Transcribe the records below. Leave nothing out and change nothing.

>>>

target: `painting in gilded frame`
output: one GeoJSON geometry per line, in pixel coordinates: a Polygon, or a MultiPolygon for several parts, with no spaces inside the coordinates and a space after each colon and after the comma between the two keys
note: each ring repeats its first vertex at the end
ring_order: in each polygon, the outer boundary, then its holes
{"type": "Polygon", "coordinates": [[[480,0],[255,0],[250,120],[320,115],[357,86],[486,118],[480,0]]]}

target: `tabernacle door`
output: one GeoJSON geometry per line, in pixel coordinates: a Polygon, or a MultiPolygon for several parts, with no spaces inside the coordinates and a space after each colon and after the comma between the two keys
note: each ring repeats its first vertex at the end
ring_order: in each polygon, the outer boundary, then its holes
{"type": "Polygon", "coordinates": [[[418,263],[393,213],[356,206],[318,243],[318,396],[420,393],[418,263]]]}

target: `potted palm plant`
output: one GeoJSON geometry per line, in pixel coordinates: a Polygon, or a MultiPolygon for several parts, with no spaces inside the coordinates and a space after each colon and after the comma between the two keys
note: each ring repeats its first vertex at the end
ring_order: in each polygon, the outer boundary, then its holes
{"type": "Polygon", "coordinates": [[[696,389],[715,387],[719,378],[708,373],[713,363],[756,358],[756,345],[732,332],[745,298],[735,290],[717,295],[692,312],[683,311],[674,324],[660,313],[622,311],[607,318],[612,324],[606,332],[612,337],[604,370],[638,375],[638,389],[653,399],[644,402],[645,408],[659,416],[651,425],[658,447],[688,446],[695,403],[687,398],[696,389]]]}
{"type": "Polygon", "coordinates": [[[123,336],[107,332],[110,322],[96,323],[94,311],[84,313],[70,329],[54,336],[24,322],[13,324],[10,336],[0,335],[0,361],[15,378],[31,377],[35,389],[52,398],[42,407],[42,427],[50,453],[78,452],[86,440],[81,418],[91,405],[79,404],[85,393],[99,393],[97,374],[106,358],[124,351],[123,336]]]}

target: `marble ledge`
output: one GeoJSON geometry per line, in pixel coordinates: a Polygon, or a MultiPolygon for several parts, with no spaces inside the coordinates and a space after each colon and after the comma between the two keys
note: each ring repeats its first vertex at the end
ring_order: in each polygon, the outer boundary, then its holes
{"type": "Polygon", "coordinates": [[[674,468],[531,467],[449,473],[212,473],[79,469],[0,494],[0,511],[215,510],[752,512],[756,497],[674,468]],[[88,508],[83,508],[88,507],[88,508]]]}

<<<

ANSWER AREA:
target: `painting in gilded frame`
output: one GeoJSON geometry per line, in pixel coordinates: a Polygon, or a MultiPolygon for several parts, with no spaces inside the coordinates and a space after each colon and after the comma between the two keys
note: each ring repeats its first vertex at the end
ring_order: in each polygon, the outer boundary, then its holes
{"type": "Polygon", "coordinates": [[[480,0],[255,0],[250,120],[320,115],[357,86],[486,118],[480,0]]]}

target: `tabernacle door`
output: one GeoJSON geometry per line, in pixel coordinates: a Polygon, or a MultiPolygon for several parts, with no spaces inside the coordinates and a space after each colon and after the comma between the two keys
note: each ring repeats its first vertex at the end
ring_order: in each polygon, the outer boundary, then its holes
{"type": "Polygon", "coordinates": [[[418,263],[393,213],[356,206],[318,243],[318,396],[420,393],[418,263]]]}

target: `potted palm plant`
output: one GeoJSON geometry per line, in pixel coordinates: a Polygon, or a MultiPolygon for several parts, with no spaces inside the coordinates and a space after each colon and after the comma between the two keys
note: each ring repeats its first vertex at the end
ring_order: in each polygon, the outer boundary, then its holes
{"type": "Polygon", "coordinates": [[[696,389],[715,387],[719,378],[708,373],[713,363],[756,358],[756,345],[732,332],[745,298],[735,290],[717,295],[692,312],[683,311],[674,324],[660,313],[622,311],[607,318],[612,324],[606,332],[612,337],[604,370],[638,375],[638,389],[653,399],[644,402],[645,408],[659,416],[651,425],[658,447],[688,446],[695,403],[687,398],[696,389]]]}
{"type": "Polygon", "coordinates": [[[123,336],[107,332],[110,322],[96,323],[94,311],[84,313],[70,329],[54,336],[24,322],[13,324],[10,336],[0,335],[0,361],[15,378],[31,377],[35,389],[52,398],[42,407],[42,427],[50,453],[78,452],[86,440],[81,418],[91,405],[79,404],[85,393],[99,393],[97,374],[106,358],[124,351],[123,336]]]}

target: `marble ledge`
output: one GeoJSON geometry per line, in pixel coordinates: a Polygon, or a MultiPolygon for several parts, with no spaces inside the coordinates and a space after each colon and after the comma between the two keys
note: each ring repeats its first vertex at the end
ring_order: in each polygon, the outer boundary, then its holes
{"type": "Polygon", "coordinates": [[[674,468],[531,467],[449,473],[212,473],[79,469],[0,494],[0,511],[215,510],[752,512],[756,497],[674,468]],[[88,508],[83,508],[88,507],[88,508]]]}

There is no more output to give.